Text block ::

- - -

Although he has lived for half a century, Steve Hernandez remains innocent in his approach to life and photography. He is not preoccupied with strategy, business, moneymaking or any kind of reciprocity, material or otherwise, as it pertains to his work. He is concerned solely with capturing images as he sees them through his eyes. Which is not to say that he is lazy in his approach to his work. On the contrary, he probably produces as many images over time as individuals who are “professional photographers”. His appetite seems never-ending, eager to capture new images and be surprised by what each new interaction of light and life reveal. With the current pace of the world, and the eagerness to turn everything into a business, it is refreshing to interact with someone who is driven by something else altogether. What is he driven by?…He calls it an obsession.
EP: When did your photography start?
SH: It started when I was at SBCS doing a course in media and communications. One day the lecturer brought out some cameras, told us to go out in the streets and shoot a couple of photos and bring them back. And I can`t remember what I shot but it felt so natural and so easy that I wanted to do it again and then I just got hooked after that. It was like an addiction.
EP: What year was that?
SH: I think that was in 2007.
EP: Would you call it a passion?
SH: I wouldn`t call it a passion. I think for me it goes deeper than that.
EP: What would you call it then?
SH: An obsession.
EP: How does the obsession manifest for you?
SH: In that I would see something and it would reach out to me to shoot it. Sometimes if I can`t shoot, if I have to work or if I have appointments, there is a build-up of energy and I have to release that energy somehow.
EP: You`re 51, have you ever experienced anything like that before?
EP: Is there a specific thing that you can point to that has you captivated?
SH: It`s about light. Some people tend to think, “Oh you like to shoot women or you like to shoot houses or landscapes or seascapes.” It`s not about the subject it`s about the light. So the light could be striking a leaf and that will draw my attention.
It`s About Light
EP: Do you have any favourite images?
SH: I have thousands of images, but for each photo I`ve probably deleted about ten. That would be impossible to define because it`s about the light so once light strikes an object in a certain way, it will appeal to me, so I can`t have any one particular image no.

- - -

Information provided ::
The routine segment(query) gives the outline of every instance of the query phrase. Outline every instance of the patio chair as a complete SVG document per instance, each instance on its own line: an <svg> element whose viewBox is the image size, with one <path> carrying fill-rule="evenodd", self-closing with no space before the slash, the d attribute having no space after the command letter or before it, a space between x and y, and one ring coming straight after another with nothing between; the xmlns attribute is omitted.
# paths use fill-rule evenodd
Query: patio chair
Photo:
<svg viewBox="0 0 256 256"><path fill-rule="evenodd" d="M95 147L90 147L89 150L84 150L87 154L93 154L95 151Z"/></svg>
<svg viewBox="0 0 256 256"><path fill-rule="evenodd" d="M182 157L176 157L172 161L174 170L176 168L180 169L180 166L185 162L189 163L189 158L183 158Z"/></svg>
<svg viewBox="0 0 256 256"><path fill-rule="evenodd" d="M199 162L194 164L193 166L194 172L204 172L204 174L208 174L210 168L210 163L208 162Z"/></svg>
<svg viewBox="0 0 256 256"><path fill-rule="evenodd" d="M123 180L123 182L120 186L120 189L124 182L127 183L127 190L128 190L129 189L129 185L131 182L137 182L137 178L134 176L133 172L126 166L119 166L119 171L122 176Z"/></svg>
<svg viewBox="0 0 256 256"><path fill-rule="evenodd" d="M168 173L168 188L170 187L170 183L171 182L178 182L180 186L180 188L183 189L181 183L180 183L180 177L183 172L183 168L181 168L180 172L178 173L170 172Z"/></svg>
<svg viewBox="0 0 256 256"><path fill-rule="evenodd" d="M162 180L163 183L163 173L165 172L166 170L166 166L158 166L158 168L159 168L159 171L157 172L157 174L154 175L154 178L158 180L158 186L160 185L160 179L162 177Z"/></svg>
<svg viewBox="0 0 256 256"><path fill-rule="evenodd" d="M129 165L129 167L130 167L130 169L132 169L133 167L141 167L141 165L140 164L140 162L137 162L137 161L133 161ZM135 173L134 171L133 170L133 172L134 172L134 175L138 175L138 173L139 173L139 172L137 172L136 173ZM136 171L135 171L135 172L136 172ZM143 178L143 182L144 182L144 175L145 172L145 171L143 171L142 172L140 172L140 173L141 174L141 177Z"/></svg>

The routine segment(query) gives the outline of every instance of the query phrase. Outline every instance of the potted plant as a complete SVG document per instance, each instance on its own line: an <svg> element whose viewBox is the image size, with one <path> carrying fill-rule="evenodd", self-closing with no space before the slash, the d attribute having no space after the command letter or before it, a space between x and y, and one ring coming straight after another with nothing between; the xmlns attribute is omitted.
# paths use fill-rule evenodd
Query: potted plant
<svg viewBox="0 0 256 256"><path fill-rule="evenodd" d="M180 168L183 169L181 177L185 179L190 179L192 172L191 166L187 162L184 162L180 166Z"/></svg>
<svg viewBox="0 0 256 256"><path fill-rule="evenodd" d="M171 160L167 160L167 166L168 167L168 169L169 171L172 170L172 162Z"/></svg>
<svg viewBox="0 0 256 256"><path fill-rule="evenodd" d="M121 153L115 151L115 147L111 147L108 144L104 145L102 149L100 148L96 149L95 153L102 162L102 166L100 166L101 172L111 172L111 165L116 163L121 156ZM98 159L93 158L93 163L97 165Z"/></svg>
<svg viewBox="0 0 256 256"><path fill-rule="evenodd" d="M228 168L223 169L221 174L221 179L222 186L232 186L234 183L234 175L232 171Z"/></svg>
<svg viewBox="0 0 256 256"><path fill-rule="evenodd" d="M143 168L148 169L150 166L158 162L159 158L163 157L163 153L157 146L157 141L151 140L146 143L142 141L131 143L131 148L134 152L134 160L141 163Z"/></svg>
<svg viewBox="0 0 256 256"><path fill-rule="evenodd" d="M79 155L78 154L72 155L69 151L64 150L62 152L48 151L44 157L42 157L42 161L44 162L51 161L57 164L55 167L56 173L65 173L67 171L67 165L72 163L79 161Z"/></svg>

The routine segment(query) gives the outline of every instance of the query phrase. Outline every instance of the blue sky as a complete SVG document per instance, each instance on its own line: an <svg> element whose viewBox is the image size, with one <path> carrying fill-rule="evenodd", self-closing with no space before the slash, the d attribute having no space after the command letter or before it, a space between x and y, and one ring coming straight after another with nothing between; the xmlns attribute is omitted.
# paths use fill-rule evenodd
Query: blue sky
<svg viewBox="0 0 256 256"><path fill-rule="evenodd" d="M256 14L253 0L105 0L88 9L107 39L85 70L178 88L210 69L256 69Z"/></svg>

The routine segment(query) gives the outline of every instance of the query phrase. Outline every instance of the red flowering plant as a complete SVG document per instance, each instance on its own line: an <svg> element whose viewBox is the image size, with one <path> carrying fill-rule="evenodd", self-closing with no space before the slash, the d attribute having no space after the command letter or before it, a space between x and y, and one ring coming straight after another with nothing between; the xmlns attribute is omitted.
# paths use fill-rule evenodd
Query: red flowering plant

- - -

Task requirements ::
• 1. Answer these questions from the interview with Steve Hernandez:
(a) What course was he taking when his photography started?
(b) In what year does he think that was?
(c) What does he say draws his attention instead of the subject?
• 2. Print everything in the records from the line containing "the red flowering" down to the end of the records, with each line unchanged.

Answers to the exercises ::
• 1.
(a) A course in media and communications at SBCS.
(b) 2007.
(c) Light.

• 2.
The routine segment(query) gives the outline of every instance of the query phrase. Outline every instance of the red flowering plant as a complete SVG document per instance, each instance on its own line: an <svg> element whose viewBox is the image size, with one <path> carrying fill-rule="evenodd", self-closing with no space before the slash, the d attribute having no space after the command letter or before it, a space between x and y, and one ring coming straight after another with nothing between; the xmlns attribute is omitted.
# paths use fill-rule evenodd
Query: red flowering plant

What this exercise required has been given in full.